----- Available records -----

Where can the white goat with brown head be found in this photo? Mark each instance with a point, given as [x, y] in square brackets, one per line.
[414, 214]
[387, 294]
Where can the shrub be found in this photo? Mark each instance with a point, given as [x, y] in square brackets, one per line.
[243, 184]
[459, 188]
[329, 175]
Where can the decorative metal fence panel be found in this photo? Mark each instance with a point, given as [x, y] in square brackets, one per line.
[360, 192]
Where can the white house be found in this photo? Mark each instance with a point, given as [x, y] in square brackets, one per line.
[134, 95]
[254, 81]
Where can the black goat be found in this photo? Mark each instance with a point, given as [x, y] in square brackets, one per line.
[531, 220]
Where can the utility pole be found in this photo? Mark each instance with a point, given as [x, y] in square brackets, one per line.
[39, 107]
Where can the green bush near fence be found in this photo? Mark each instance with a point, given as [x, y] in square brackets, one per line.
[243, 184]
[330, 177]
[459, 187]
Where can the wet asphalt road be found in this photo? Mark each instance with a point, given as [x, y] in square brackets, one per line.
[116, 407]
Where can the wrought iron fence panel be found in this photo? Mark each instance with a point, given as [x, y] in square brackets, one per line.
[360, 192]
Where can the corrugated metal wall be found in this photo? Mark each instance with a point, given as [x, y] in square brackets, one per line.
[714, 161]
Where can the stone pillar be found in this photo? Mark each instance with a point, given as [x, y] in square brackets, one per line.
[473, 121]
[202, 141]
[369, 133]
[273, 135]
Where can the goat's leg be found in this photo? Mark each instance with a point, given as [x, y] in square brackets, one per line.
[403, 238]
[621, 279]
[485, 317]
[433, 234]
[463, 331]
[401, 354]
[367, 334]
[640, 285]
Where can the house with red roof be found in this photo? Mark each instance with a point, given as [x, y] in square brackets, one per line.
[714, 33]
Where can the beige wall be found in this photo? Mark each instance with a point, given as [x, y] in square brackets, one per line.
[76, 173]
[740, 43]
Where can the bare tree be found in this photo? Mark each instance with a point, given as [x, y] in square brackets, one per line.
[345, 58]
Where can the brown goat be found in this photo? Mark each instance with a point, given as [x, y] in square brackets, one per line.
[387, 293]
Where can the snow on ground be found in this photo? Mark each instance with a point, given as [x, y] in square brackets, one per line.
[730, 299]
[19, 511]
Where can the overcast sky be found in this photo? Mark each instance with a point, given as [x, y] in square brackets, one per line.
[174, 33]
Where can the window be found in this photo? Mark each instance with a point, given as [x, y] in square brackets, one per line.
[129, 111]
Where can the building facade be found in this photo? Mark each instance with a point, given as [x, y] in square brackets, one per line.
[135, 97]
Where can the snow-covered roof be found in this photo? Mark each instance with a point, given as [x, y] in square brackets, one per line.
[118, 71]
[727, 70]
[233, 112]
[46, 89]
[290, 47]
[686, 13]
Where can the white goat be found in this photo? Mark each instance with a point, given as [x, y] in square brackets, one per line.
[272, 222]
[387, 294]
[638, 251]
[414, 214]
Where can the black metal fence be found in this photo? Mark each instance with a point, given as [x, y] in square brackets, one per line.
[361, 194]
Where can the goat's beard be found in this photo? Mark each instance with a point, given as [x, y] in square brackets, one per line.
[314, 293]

-----

■ **Problem to solve**:
Make an exact copy of the whole listing, so that no line is lost.

■ **The completed task**:
Where can the white goat with brown head be found in this photo? Mark each instance with a point, given as [x, y] in square brackets, one per line.
[414, 214]
[387, 294]
Where can the shrub be found in this photo? Mark each instance with a point, given as [x, y] in square brackets, one per line.
[243, 184]
[459, 188]
[329, 175]
Where can the decorative metal fence panel be found in this photo? Mark each instance with a point, given as [x, y] in square brackets, one per line.
[360, 192]
Where can the white house be found in this photo? Mark each instance with a point, given as [x, y] in square brackets, one per line.
[134, 95]
[254, 81]
Where can the black goat be found in this photo? Mark each instance with a point, given as [x, y] in square brackets, one per line.
[531, 220]
Where can the utility pole be found in this photo? Mark each instance with a point, given as [x, y] in square brackets, one per line.
[39, 107]
Where can the green bush near fence be found in this photo? Mark each instance with a point, given as [x, y] in square brackets, one per line.
[243, 184]
[330, 177]
[459, 187]
Where can the wet asphalt road be found in this photo? Mark each instance with a point, given as [x, y] in square brackets, one per line.
[116, 407]
Where can the wrought iron fence panel be found in this photo? Mark each instance with a point, given as [x, y] in square brackets, one per line.
[360, 192]
Where can the corrugated metal wall be found in this photo? Mark each instance with a point, given as [x, y] in square brackets, one per line.
[714, 161]
Where can the stone pillar be found in this photo? Mark each instance with a point, given as [x, y] in square brackets, one per line.
[473, 121]
[202, 141]
[369, 133]
[273, 135]
Where can the goat's leg be found in this photo? Mark each instance with a point, given as [x, y] in square brackets, one per line.
[403, 238]
[621, 279]
[485, 317]
[433, 234]
[463, 331]
[401, 354]
[367, 334]
[640, 285]
Where can the house with red roof be found in this photo? Mark each instance with a point, given as [x, y] in square brackets, one per line.
[714, 33]
Where can the beige wall be found in this photo? Mark each instance with a point, given as [x, y] in square brackets, one per line.
[76, 173]
[740, 43]
Where can the bare tree be found in this photo? Mark each instance with a point, given as [x, y] in square brackets, one per line.
[345, 58]
Where can the brown goat be found in this photo? Mark each instance with a point, given as [x, y] in square brackets, one per line.
[387, 293]
Where can the snow on ground be found in this photo? Mark each instance with a point, given as [x, y] in square brackets, one per line.
[730, 299]
[19, 511]
Where can the overcast sky be found in this photo? Mark each instance with a point, given as [x, y] in square brackets, one per line.
[174, 33]
Where can the window be found in this photo? Mark each instance with a point, given as [x, y] in square brackets, one per line.
[129, 111]
Where can the building facade be found in this photo? Mark each instance with a point, given as [x, y] in square brackets, one per line.
[135, 97]
Where can the snow-covered roof be found in this photo? Mark each instance with a point, given as [x, y] in square brackets, one per line.
[118, 71]
[727, 70]
[233, 112]
[46, 89]
[290, 47]
[686, 13]
Where can the white goat be found in this photo? Mark each instance with a point, given as [x, y] in square brackets, one per line.
[272, 222]
[387, 294]
[638, 251]
[414, 214]
Where can the black metal fence be found in this photo? Mark each instance with a point, given as [x, y] in square brackets, one per line.
[361, 194]
Where can the goat's beard be found in this photo? Mark each instance with a point, given as [x, y] in square brackets, one per line.
[314, 293]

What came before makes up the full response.